═══ INPUT MATERIAL ═══

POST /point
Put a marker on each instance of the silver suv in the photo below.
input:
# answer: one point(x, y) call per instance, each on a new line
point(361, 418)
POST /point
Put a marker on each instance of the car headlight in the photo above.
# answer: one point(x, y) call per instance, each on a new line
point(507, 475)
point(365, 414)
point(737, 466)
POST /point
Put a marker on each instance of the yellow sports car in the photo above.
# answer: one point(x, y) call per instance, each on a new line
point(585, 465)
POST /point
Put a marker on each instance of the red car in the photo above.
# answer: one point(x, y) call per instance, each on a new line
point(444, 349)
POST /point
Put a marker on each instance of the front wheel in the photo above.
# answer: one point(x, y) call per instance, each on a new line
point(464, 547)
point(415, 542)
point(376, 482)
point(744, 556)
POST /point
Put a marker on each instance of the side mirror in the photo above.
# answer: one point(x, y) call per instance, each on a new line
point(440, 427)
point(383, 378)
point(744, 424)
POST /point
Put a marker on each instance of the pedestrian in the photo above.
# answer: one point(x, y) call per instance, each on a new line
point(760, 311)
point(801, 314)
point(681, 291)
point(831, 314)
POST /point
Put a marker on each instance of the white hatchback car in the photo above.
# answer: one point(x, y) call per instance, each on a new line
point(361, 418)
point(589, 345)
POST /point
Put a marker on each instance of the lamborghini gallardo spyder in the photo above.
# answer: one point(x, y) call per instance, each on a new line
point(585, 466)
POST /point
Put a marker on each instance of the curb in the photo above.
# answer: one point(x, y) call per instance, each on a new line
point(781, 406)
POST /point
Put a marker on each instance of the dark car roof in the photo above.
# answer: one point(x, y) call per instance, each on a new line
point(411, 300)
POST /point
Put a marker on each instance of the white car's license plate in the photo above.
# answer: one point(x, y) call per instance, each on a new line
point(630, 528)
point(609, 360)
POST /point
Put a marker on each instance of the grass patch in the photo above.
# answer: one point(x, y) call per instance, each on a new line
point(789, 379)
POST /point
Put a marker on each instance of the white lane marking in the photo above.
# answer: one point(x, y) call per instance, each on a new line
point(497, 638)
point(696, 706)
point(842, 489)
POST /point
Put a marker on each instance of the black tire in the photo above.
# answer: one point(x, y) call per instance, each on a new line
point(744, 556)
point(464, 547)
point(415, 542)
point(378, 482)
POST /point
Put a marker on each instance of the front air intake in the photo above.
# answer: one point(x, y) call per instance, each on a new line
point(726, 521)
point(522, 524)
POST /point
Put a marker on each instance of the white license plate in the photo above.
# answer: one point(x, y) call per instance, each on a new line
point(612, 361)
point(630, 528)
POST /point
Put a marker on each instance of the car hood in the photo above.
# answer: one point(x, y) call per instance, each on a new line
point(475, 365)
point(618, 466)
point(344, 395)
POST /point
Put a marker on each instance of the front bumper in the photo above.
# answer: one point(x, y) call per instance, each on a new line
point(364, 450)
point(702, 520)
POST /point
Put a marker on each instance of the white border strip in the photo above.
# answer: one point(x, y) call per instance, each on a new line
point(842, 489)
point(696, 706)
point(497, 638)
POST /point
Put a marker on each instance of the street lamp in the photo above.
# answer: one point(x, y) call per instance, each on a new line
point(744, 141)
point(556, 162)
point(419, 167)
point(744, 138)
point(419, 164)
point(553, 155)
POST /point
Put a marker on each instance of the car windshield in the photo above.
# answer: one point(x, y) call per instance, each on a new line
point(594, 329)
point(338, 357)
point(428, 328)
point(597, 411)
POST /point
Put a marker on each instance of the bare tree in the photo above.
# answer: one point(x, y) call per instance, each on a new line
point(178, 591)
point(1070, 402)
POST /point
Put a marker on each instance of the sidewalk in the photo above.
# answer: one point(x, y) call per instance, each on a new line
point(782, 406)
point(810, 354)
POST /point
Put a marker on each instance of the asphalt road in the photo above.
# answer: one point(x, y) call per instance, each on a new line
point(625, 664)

═══

**TASK DETAILS:** Print exactly, and only, the lines beginning at the top of the listing and ending at the line with "Put a marker on each instance of the pedestrian".

**EXPECTED ANSWER:**
POST /point
Put a marker on each instance of the silver suv in the photo below.
input:
# answer: one point(x, y) call per instance, each on a new line
point(361, 418)
POST /point
Put a marker on each instance of the car headlight in the photo above.
# answer: one point(x, y) call per instance, each on a new line
point(507, 475)
point(365, 414)
point(737, 466)
POST /point
Put a marker on each instance of the yellow sports car in the photo above.
# answer: one point(x, y) call per instance, each on a new line
point(585, 465)
POST /point
Put a marker on each instance of the red car in the photo above.
# answer: one point(x, y) call per instance, each on a new line
point(444, 349)
POST /point
Put a marker on each instance of the front wheel in the photo above.
# answer: one point(x, y) call per instance, each on a new line
point(464, 547)
point(415, 542)
point(376, 482)
point(744, 556)
POST /point
Put a marker on each instance of the side mirror in the photo above.
# answer: one point(x, y) call per instance, each on a new line
point(440, 427)
point(383, 378)
point(744, 424)
POST /point
Put a marker on each instance of the pedestrian in the photo above.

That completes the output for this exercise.